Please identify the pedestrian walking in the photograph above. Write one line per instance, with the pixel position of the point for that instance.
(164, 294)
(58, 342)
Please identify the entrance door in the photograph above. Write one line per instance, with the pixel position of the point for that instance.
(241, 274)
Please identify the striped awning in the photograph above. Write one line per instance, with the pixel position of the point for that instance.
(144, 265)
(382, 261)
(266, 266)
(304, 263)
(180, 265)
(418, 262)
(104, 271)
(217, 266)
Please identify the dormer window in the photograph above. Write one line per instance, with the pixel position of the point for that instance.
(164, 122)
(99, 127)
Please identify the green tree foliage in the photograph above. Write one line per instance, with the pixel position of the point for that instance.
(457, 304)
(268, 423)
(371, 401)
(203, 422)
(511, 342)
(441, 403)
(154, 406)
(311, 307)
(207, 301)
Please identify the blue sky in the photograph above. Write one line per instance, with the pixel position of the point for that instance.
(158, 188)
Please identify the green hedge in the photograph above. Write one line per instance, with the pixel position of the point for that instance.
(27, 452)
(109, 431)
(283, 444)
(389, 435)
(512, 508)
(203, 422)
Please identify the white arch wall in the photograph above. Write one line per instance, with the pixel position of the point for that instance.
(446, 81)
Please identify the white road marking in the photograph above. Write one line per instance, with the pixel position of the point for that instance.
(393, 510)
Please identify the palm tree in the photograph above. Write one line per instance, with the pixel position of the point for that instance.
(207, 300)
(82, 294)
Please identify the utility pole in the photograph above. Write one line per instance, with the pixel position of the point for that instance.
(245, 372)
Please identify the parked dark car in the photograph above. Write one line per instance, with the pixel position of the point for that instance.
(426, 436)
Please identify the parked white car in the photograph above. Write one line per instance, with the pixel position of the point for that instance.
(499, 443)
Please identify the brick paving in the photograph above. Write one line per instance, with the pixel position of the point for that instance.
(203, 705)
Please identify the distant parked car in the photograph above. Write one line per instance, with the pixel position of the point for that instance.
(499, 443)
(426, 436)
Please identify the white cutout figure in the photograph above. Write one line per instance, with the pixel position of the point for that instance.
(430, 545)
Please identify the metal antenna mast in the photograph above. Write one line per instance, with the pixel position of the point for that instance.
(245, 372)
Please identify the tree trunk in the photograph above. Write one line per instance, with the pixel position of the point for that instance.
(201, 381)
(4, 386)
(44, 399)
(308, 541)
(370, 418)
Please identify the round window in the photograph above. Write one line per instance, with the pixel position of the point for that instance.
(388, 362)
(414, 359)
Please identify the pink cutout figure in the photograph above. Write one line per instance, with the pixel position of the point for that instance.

-.-.-

**PROBLEM DESCRIPTION**
Starting from the line containing "Please identify the white cutout" and ending with the final line of the data, reproduce each line exactly as it appears, including no other lines.

**SOLVED EXERCISE**
Please identify the white cutout figure in the photograph above. Write one line per instance, with the pixel position of the point for that instance.
(430, 545)
Please identify the metal antenna mast in the photograph above. Write one line per instance, with the pixel position of the point for that instance.
(245, 372)
Please identify the tree trunk in the photograph above. Write one line per instance, with the pixel position of the point for that instance.
(201, 381)
(4, 386)
(44, 399)
(308, 541)
(370, 418)
Please identify the round window in the photograph above. Write one line per instance, with the pixel position of the point for that instance.
(388, 362)
(414, 359)
Please identify the pink cutout figure in the photograph above. Write one line per instance, with the pixel position of the point for that instance.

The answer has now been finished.